* BEGIN Excerpted records *

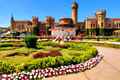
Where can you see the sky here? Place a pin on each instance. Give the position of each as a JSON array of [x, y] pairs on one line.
[[25, 9]]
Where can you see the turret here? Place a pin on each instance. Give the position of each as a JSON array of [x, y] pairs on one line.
[[74, 12]]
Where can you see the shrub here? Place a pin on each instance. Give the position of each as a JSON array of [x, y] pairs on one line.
[[31, 41], [51, 53], [6, 68]]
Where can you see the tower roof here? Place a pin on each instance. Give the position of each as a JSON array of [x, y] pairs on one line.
[[74, 4]]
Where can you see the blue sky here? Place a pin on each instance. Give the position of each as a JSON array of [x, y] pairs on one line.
[[25, 9]]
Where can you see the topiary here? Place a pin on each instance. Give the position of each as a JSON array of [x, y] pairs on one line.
[[31, 41]]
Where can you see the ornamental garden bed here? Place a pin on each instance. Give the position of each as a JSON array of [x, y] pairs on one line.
[[47, 59]]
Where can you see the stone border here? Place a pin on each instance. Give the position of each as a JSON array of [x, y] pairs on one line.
[[50, 72]]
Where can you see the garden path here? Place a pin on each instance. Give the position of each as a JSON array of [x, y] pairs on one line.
[[107, 69]]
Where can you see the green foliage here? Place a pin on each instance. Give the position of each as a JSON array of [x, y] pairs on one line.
[[31, 41], [74, 54], [6, 67], [116, 40], [36, 30]]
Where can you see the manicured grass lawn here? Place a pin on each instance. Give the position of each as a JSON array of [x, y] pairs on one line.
[[16, 54]]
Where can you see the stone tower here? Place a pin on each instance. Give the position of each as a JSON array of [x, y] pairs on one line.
[[101, 15], [35, 21], [12, 22], [74, 12]]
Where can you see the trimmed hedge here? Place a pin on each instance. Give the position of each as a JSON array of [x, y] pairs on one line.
[[31, 41], [83, 52]]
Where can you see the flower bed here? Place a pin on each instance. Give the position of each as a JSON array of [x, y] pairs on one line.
[[51, 53], [49, 72]]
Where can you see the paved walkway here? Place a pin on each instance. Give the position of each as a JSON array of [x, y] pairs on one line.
[[107, 69]]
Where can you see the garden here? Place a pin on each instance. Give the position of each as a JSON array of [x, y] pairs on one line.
[[20, 60]]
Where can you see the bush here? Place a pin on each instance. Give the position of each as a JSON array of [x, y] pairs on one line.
[[6, 68], [31, 41], [51, 53]]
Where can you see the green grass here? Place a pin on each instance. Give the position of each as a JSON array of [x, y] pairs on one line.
[[21, 56]]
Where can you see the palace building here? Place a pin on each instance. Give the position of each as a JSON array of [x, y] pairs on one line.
[[99, 24]]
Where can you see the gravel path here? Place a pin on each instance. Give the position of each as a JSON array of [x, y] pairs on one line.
[[107, 69]]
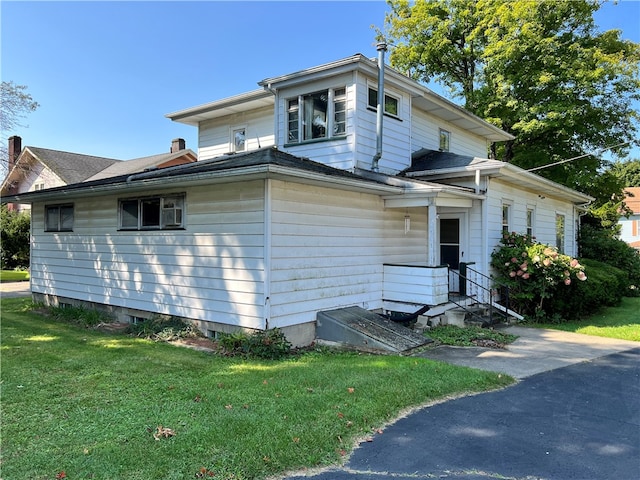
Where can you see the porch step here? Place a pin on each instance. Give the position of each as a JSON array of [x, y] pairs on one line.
[[364, 329]]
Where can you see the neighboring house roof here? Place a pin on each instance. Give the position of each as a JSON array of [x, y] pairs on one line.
[[268, 162], [422, 97], [136, 165], [71, 167], [632, 199], [447, 166]]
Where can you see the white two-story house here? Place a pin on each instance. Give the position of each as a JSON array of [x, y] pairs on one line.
[[305, 198]]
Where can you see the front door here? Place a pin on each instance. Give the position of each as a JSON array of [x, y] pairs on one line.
[[450, 242]]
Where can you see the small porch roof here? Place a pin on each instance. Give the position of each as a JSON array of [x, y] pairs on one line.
[[438, 165]]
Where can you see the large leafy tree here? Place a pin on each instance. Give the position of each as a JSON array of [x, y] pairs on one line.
[[540, 70], [15, 104]]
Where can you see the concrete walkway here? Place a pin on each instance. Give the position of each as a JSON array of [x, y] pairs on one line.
[[535, 351]]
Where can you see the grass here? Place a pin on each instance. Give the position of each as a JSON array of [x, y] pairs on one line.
[[621, 322], [13, 276], [86, 403]]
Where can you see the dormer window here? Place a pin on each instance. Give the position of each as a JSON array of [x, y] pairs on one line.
[[445, 138], [390, 102], [317, 115]]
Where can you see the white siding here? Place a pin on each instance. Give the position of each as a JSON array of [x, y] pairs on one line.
[[328, 249], [396, 146], [545, 210], [425, 131], [215, 135], [213, 270]]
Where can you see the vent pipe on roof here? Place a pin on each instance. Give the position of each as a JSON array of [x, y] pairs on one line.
[[381, 47]]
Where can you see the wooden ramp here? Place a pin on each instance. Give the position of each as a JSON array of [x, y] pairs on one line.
[[361, 328]]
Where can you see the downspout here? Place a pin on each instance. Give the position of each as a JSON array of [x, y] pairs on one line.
[[381, 47]]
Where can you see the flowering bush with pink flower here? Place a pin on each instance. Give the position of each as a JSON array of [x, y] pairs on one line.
[[533, 272]]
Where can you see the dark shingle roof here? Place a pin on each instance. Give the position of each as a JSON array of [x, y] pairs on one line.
[[430, 160], [71, 167]]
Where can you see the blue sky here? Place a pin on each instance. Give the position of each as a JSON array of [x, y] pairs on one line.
[[106, 73]]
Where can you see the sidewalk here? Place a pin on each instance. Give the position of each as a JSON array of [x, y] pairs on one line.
[[15, 289], [535, 351]]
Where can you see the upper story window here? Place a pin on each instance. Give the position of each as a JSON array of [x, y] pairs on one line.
[[445, 139], [152, 213], [390, 103], [58, 218], [560, 223], [506, 216], [317, 115], [530, 222]]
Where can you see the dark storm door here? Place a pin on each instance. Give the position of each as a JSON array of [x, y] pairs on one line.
[[450, 242]]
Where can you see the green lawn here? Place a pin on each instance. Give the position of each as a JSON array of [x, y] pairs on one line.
[[13, 276], [88, 404], [621, 322]]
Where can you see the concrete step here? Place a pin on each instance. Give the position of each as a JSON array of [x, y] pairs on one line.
[[361, 328]]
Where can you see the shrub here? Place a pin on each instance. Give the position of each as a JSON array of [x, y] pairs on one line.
[[268, 344], [163, 328], [598, 244], [605, 288], [78, 315], [534, 273]]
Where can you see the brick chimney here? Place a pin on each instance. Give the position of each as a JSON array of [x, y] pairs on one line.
[[15, 147], [177, 144]]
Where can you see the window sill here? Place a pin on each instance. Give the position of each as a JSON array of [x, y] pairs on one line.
[[315, 140], [388, 115]]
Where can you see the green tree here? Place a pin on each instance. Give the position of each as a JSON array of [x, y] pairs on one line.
[[15, 103], [628, 172], [14, 237], [539, 70]]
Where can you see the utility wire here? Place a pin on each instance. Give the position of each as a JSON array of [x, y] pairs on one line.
[[578, 157]]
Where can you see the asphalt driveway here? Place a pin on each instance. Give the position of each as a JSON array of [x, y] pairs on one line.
[[580, 422]]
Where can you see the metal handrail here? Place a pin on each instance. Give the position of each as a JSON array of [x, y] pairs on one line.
[[471, 287]]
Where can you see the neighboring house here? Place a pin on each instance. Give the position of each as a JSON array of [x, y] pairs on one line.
[[630, 227], [35, 168], [305, 198]]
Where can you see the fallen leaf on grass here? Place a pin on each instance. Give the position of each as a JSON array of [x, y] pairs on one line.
[[163, 432]]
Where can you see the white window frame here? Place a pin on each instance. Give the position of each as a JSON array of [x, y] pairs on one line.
[[300, 121], [506, 219], [531, 222], [373, 104], [561, 231], [59, 218], [170, 213], [238, 138], [444, 140]]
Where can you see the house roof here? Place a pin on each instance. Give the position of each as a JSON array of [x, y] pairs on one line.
[[136, 165], [422, 97], [268, 162], [632, 199], [70, 167], [438, 165]]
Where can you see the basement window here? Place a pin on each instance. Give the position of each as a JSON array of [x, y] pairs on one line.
[[152, 213], [58, 218]]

* END Excerpted records *

■ Written instruction ■
Can you rewrite all the items above as a two-column CSV headed label_query and pin_coordinates, with one row per label_query beside its pin_coordinates, each field in double quotes and any line breaks replaced with spaces? Leave the pictures out.

■ Task answer ■
label_query,pin_coordinates
"Where can you see the sky here? Place a pin on each instance. Give the position of each as a JSON array of [x, y] pairs on one line.","[[25, 9]]"
"Where can you see the turret here? Place a pin on each instance. Give the position of each as a JSON array of [x, y] pairs on one line.","[[74, 12]]"
"Where can you see the shrub here? Place a pin on each instance. Give the position of each as a JSON array of [x, y] pairs on one line.","[[31, 41], [51, 53], [6, 68]]"
"Where can you see the tower roof here? Place a pin on each instance. Give the position of each as a JSON array of [x, y] pairs on one line.","[[74, 4]]"
"Where can you see the blue sky here? Place a pin on each instance. Give the position of each as a JSON array of [x, y] pairs on one line.","[[25, 9]]"
"Where can you see the topiary here? Place a pin on each instance. Give the position of each as a JSON array of [x, y] pairs on one line.","[[31, 41]]"
"Where can you see the ornamental garden bed here? Place a pin on each instance. Give the position of each as a JSON array of [x, y] pairs on one line.","[[47, 59]]"
"Where can you see the stone border here? Place a pin on each instance. Give the position of each as a JSON array of [x, y] pairs on one line.","[[50, 72]]"
"Where can you see the garden path here? Place a pin on each instance. Give the position of each as a JSON array of [x, y] pairs on one line.","[[107, 69]]"
"Where can you see the green foliage here? Place a pin on each instance. Give the position of each as a JSON array of [x, y] pairs on one line.","[[31, 41], [74, 54], [6, 67], [116, 40], [36, 30]]"
"Where can you see the manicured grass lawn here? Place a pin on each instance. Give the position of each as a JSON array of [x, y] pairs on one line.","[[16, 54]]"
"Where can you see the stone tower here? Place a pin on each instance. Give the position of each as a JSON array of [x, y] pairs on one line.","[[101, 15], [35, 21], [12, 22], [74, 12]]"
"Where can you see the trimmed hedge here? Place a pin on each instance. Give the position of each as a JSON array of [x, y] pairs on one line.","[[31, 41], [83, 52]]"
"Where can you see the flower bed here? Place a pin on each instance. Give the position of each as a JSON array of [x, y] pairs on one line.","[[51, 53], [49, 72]]"
"Where can you see the paved walkway here? Place a pin on each instance. Give the position of each as a JSON array of [x, y] pairs on one line.","[[107, 69]]"
"Where can you see the garden here? Place a pin on each instance. Give the position of each as a JSON array of [x, y] pairs on one line.","[[20, 60]]"
"Where can you see the bush here? Place a pin on each instance. Give the position of each as a JSON array of [x, y] pairs on one line.","[[6, 68], [31, 41], [51, 53]]"
"Where can you see the green grass here? Place a pin on each instance. Give the position of each as a JSON array of [x, y] pairs on one line.","[[21, 56]]"
"Where can you see the palace building here? Place a pin on each instance. Give the position of each as a JSON array of [x, y] pairs on one line.","[[99, 24]]"
"Where can you see the gravel path here? Place a pin on each instance. Give the position of each as a JSON array of [x, y] pairs on one line.","[[107, 69]]"
"Where can you see the porch step here? Place a pin on each instance. Give the position of each as a JSON array of [x, y] pairs on one line.","[[364, 329]]"
"Where can you see the neighboring house roof here? Place a pin on each instance. Give the position of each as a JSON array of [x, y] pairs on one line.","[[268, 162], [422, 97], [136, 165], [71, 167], [632, 199], [447, 166]]"
"Where can you see the white two-story house here? Place a pin on each instance. Give the position of each as a JSON array of [x, y] pairs on one line.","[[305, 198]]"
"Where can you see the front door here? Place a pin on each instance. Give the position of each as a JSON array of [x, y] pairs on one line.","[[450, 242]]"
"Where can you see the small porch roof here? Place a pin on each instance. Give the position of each as a JSON array of [x, y] pairs on one line.","[[438, 165]]"
"Where can you see the large leafy tree here? Place a pin on each instance. Give the position of each as a JSON array of [x, y] pairs on one line.","[[540, 70], [15, 104]]"
"Where can you see the concrete walkway here? Place a pin on each instance. Give the position of each as a JSON array of [x, y] pairs on one line.","[[535, 351]]"
"Where can you see the grass here? Place a pin on each instance. Give the position of each as a JSON array of [x, y] pairs on one line.","[[621, 322], [13, 276], [86, 403]]"
"Where can you see the dormer window here? Place a pin on each instance. Give the position of each as a JSON array of [x, y] pairs on one line.","[[445, 138], [390, 102], [317, 115]]"
"Where can you see the white siding here? Place a pin on each instance. Give the position of each as a JSON array of [x, y] pairs on one line.","[[328, 249], [396, 146], [545, 210], [425, 131], [215, 135], [213, 270]]"
"Where can you see the vent pipe on roof here? Place a pin on each instance. Give the position of each as a JSON array of [x, y] pairs on one line.","[[381, 47]]"
"Where can you see the wooden ramp here? Place a pin on each instance. Give the position of each as a JSON array of [x, y] pairs on one line.","[[361, 328]]"
"Where can you see the downspout here? Place a pin on each instance. Give the position of each as a JSON array of [x, y] pairs on one line.","[[381, 47]]"
"Where can you see the flowering bush with pink flower here? Place a pin on each instance. Give the position of each as a JSON array of [x, y] pairs on one line.","[[533, 272]]"
"Where can you see the dark shingle roof here? Place a pin on each instance. Give the position of each as a JSON array of [x, y] pairs on one line.","[[430, 160], [71, 167]]"
"Where can you see the blue sky here? Place a pin on each instance. Give the position of each as a JSON array of [x, y] pairs on one line.","[[106, 73]]"
"Where can you see the sidewalk here? Place a pin on each instance. Give the position of each as a JSON array of [x, y] pairs on one line.","[[15, 289], [535, 351]]"
"Where can you see the upper story window here? Place a pin on each instance. Give the position of each as a JSON array of [x, y] pairs on one line.","[[445, 139], [152, 213], [390, 103], [58, 218], [560, 223], [506, 216], [317, 115], [530, 222]]"
"Where can you see the dark storm door here? Place a pin on each instance. Give the position of each as a JSON array of [x, y] pairs on one line.","[[450, 242]]"
"Where can you see the green lawn here? Place a pin on each instance. Give the position of each as a JSON array of [x, y] pairs on one line.","[[13, 276], [88, 404], [621, 322]]"
"Where can you see the concrete step here? Place a pin on each instance. Give the position of each as a JSON array of [x, y] pairs on one line.","[[361, 328]]"
"Where can you see the shrub here? Place a pin on each instance. Give the position of each as a JSON array of [x, y] pairs on one line.","[[268, 344], [163, 328], [598, 244], [605, 288], [78, 315], [534, 273]]"
"Where can you see the brick chimney here? Place a pin on each instance. Give the position of each as a JSON array of [x, y] pairs on one line.","[[15, 147], [177, 144]]"
"Where can you see the window sill here? Place a pin on each instance. Give the position of each as a JSON array of [x, y] pairs on one line.","[[315, 140], [388, 115]]"
"Where can you see the green tree here? Place a pin on each instance. Give the position of each as a JSON array of [x, y] pairs on one line.","[[15, 103], [628, 172], [14, 237], [539, 70]]"
"Where can you see the utility wire here? Place a pin on each instance. Give the position of each as a JSON array of [x, y] pairs on one line.","[[578, 157]]"
"Where can you see the asphalt driveway here? Place a pin on each instance. Give the position of each as a JSON array of [x, y] pairs on one line.","[[580, 422]]"
"Where can you see the metal handrail here? Place a pin on each instance. Give the position of each as a JSON array of [x, y] pairs on one line.","[[471, 287]]"
"Where can you see the neighboring house here? Place a pin on each instance. Give the position of each as a JSON array of [x, y] pairs on one line.","[[630, 227], [35, 168], [305, 198]]"
"Where can you see the fallen leaf on grass here? Place a pin on each instance. Give the position of each as a JSON array of [x, y] pairs on one line.","[[163, 432]]"
"Where can you see the white window frame here? Place a pin on each instance. Give the position of each as a JSON array of [x, y] pairs on one line.","[[300, 121], [506, 219], [531, 222], [373, 104], [561, 231], [59, 218], [170, 213], [238, 138], [444, 140]]"
"Where can you see the house roof here? Place a pin on each instance. Give the position of each as a JSON array of [x, y] pairs on one line.","[[136, 165], [422, 97], [268, 162], [632, 199], [70, 167], [438, 165]]"
"Where can you see the basement window here? Place a pin on each instance. Give the position of each as a JSON array of [x, y] pairs on one line.","[[152, 213], [58, 218]]"